**INFORMATION GIVEN:**
════════════════════
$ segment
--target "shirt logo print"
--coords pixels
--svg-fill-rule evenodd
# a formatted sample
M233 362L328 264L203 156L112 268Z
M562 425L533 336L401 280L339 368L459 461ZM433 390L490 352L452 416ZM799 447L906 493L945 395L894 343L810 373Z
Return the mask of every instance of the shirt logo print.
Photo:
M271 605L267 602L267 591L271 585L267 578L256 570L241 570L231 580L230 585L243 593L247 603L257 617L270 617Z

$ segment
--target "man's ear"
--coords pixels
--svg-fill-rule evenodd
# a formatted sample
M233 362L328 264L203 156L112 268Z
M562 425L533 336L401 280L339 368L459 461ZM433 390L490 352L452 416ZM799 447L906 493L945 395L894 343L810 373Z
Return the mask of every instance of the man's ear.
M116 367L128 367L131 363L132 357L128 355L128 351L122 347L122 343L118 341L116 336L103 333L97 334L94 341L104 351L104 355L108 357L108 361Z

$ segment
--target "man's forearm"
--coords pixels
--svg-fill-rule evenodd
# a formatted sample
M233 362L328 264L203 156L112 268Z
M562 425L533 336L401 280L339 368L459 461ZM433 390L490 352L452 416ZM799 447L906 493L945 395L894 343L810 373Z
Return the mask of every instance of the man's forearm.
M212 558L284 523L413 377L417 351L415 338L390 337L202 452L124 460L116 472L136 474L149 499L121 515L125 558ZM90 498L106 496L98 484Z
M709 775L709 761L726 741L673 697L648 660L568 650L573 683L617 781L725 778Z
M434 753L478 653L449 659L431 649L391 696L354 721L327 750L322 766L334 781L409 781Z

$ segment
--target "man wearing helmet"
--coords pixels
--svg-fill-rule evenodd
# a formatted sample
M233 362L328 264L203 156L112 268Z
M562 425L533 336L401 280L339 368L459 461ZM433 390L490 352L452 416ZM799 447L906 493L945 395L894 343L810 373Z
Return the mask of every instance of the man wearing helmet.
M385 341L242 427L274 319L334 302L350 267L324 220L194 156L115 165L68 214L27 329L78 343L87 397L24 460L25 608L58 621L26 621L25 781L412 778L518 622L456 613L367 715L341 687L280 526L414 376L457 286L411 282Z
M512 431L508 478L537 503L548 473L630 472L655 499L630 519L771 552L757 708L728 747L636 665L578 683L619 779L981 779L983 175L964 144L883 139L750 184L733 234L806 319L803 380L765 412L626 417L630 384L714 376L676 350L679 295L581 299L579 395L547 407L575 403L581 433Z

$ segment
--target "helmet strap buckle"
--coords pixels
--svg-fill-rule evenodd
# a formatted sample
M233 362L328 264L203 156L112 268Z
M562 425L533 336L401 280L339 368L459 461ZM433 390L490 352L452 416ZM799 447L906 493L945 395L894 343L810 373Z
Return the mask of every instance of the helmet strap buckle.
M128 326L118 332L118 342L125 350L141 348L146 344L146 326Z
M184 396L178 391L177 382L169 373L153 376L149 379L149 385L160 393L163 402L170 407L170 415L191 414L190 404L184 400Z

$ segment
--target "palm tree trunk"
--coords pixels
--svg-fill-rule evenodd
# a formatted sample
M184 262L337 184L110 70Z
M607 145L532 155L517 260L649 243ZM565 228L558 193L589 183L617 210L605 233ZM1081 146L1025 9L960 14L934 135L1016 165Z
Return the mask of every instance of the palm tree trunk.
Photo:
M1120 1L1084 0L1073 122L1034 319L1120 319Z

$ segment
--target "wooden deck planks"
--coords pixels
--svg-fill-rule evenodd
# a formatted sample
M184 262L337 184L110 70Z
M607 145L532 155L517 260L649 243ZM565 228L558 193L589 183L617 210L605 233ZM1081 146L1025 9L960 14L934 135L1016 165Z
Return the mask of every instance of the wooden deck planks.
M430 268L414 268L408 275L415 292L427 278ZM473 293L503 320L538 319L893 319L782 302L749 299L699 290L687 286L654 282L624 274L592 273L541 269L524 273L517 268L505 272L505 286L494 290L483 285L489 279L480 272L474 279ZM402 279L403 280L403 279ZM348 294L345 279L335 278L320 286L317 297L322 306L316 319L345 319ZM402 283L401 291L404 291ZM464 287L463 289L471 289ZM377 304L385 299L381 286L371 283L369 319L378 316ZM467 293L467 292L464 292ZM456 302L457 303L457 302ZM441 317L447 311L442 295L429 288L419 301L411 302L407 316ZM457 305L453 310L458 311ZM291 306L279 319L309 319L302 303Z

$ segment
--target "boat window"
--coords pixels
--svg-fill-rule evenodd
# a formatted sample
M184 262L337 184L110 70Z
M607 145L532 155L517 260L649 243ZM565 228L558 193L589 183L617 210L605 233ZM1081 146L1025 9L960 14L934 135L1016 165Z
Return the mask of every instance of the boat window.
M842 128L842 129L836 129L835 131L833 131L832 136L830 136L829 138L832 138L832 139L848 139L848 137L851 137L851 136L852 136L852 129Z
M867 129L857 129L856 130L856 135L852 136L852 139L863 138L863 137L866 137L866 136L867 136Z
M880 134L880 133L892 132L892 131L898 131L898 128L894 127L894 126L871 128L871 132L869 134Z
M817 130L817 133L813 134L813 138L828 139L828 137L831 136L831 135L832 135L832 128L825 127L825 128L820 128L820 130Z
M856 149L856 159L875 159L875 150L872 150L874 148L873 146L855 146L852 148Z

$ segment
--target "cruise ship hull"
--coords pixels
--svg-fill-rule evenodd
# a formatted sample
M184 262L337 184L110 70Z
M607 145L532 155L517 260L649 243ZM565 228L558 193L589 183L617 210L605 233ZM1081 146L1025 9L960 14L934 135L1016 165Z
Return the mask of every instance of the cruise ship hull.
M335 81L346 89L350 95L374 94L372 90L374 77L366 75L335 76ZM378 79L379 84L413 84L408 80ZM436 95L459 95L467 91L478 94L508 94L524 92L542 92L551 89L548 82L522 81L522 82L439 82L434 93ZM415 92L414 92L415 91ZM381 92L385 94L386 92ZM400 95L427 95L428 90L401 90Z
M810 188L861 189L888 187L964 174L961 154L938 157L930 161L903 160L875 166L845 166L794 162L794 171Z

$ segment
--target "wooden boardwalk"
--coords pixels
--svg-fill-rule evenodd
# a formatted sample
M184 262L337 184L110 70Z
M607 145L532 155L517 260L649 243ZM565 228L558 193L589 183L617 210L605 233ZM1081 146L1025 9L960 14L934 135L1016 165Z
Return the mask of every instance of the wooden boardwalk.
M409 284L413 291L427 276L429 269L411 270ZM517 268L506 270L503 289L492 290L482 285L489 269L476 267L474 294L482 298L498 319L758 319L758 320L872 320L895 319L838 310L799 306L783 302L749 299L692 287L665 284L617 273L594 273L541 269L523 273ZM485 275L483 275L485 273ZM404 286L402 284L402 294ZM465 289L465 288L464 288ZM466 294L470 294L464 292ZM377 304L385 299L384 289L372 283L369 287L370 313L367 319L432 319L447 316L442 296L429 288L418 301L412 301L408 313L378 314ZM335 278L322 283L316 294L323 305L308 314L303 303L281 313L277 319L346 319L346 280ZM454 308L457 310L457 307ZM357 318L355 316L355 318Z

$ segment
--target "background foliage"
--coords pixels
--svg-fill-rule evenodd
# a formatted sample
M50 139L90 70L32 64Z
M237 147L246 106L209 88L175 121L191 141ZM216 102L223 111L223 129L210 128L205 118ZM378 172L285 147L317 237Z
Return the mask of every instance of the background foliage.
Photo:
════════════════════
The answer must be a single number: how many lines of the data include the string "palm".

2